● Page excerpt
I was living in Rieber Hall at the time, on the 3rd floor, my window facing the turnaround. Few people lingered between buildings, darting into Rende West and then hurrying back to their rooms. The windows were dim, and the usual quiet hum of chatter had fallen silent. This wasn’t like last time, where we’d go back to playing Crazy Eights. No, everyone knew the significance. The polls weren’t closed yet, but the numbers couldn’t lie. Red spread like hives across the States, the blue growing smaller and smaller in comparison. He was going to win. 

Phone pressed to my ear, I paced up and down the hallway of my dorm, my boyfriend on the line doing his best to slow the spiral. Wind howled outside, and the tan-yellow, papery walls of the hallway were spinning around me. Reaching the hallway window for the seventeenth time, I flipped the handle and pushed open the pane as far as the safety stopper would allow. The air outside was lukewarm and dry. 

I exhaled a shaky breath when a popping sound echoed up the hill from the apartments, through the gap between Reiber Hall and Reiber Vista, echoing across the turnaround and amplifying the sound louder and louder, evolving into terrifying booms. 

I froze, my heart racing, looking to the sky and praying for thunder, only to find a clear sky instead. 

Gunshots.

Fellow students poked heads out of doors and windows, exchanging nervous glances, all looking for the source of the noise and anything that could become a comfort. A reassurance. Finding nothing, I watched as blinds closed one by one, forming a wall of darkness beyond my window. I did the same, wielding the plastic draw-stick like a blade and sliding the curtain shut.

Stored data:
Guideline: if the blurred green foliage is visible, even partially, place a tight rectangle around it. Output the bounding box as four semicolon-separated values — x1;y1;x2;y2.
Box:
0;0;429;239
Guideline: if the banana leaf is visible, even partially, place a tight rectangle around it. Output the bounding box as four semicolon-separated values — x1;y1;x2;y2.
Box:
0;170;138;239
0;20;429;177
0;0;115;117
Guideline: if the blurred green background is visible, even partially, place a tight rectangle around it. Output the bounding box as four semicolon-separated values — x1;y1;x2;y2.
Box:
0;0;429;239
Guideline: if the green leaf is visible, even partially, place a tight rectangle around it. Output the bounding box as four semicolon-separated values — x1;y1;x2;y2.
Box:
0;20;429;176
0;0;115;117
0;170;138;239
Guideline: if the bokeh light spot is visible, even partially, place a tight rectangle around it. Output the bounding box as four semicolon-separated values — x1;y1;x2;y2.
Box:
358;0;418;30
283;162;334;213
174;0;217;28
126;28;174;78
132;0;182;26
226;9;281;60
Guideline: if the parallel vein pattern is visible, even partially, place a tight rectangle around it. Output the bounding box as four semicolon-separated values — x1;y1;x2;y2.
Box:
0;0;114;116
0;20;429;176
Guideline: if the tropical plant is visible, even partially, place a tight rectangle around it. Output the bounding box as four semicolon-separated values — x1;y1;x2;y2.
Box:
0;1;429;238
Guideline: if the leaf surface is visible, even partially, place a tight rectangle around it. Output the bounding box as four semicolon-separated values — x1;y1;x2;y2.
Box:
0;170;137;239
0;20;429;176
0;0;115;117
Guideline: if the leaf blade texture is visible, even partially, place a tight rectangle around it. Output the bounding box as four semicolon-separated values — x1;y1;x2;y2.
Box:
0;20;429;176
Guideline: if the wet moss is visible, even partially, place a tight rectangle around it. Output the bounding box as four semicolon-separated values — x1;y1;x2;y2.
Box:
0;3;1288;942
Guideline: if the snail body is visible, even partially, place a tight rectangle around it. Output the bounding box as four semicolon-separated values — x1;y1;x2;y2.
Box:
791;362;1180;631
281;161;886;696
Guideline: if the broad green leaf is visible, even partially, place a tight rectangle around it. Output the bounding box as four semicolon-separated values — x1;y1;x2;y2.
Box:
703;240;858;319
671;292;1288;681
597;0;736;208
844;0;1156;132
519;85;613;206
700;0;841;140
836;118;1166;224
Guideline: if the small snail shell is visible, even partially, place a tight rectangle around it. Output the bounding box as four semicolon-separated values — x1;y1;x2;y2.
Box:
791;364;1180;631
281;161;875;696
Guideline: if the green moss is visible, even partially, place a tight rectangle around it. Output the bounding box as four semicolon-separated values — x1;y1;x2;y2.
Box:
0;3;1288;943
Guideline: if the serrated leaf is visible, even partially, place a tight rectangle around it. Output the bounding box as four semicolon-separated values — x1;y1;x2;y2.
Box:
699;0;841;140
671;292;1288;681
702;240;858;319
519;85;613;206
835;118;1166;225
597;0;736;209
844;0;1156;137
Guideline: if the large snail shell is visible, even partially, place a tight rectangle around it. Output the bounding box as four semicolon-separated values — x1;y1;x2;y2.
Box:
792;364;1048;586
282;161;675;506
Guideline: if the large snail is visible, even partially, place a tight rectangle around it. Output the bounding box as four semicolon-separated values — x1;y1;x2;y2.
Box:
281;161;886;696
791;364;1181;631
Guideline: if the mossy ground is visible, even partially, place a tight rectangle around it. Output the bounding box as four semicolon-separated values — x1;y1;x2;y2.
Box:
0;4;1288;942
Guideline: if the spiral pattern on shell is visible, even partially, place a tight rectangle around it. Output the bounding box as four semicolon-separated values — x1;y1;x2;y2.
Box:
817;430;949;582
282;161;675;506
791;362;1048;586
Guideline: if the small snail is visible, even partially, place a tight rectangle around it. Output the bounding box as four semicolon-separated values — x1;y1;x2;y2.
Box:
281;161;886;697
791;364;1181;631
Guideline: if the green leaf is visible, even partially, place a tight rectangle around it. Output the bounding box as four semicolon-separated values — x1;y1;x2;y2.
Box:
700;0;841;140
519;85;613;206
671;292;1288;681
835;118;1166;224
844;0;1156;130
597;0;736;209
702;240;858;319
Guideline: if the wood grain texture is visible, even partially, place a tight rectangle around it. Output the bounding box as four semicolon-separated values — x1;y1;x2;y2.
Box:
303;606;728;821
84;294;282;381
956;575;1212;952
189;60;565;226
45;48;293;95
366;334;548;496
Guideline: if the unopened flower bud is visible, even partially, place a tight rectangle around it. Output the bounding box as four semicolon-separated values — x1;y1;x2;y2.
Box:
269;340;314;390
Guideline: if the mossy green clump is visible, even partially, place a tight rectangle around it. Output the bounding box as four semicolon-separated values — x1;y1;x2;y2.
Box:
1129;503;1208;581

● Work to do
**1.** Count the lines in the records that contain the string "large", treating uppercase and lowercase as distinct, and reply with the number alone.
**2.** Extend the election-night dorm narrative past its final sentence.

● Task-by-task results
**1.** 2

**2.**
Gunshots, and I am transported back to my kindergarten classroom, grown arms around grown legs, telling myself that it’s going to be okay. 

There’s no one left to shield us anymore. There is no safe word. There is no code. 

The difference is I know it was not a stranger-danger drill that had us kindergarten kids huddled in a corner, but a shooter. That’s what we were training for. To protect ourselves from a person with the power to enact real violence. 

I’m once again afraid. The difference is that now my school is much larger. More space, more people, more influence. The differences that worked to bridge us together here are being used to tear the rest of the nation apart. 

The shooter is inside, and I am afraid. 

Shaking, I stand, my eyes trained on the door, gripping my sharpened, shining scissors tighter. 

Ms. Steven’s rabbit is missing.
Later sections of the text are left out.